Please print the rows below word for word, leaving out the pictures.
● ● ● ●
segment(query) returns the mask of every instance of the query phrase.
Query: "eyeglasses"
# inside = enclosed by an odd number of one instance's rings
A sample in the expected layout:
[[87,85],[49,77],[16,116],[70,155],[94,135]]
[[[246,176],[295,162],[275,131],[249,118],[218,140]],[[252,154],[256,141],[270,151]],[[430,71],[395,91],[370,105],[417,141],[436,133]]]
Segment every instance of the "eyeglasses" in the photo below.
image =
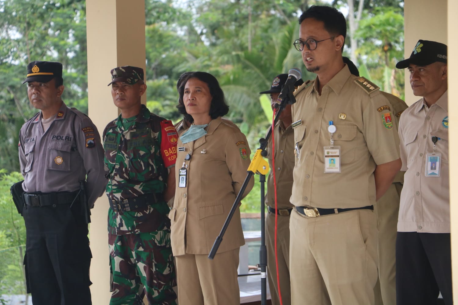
● ● ● ●
== Reply ==
segment(query) returns the mask of every instance of the query phrase.
Query: "eyeglasses"
# inside = enclosed by an odd number of one instance's rings
A sample in the expected layout:
[[87,85],[49,77],[16,116],[70,155],[94,135]]
[[[246,176],[295,162],[275,131],[249,118],[218,140]],[[252,154],[256,141],[270,151]],[[430,71],[395,91],[370,105],[417,141],[436,133]]]
Segment every instance of the "eyeglasses" in the photo below.
image =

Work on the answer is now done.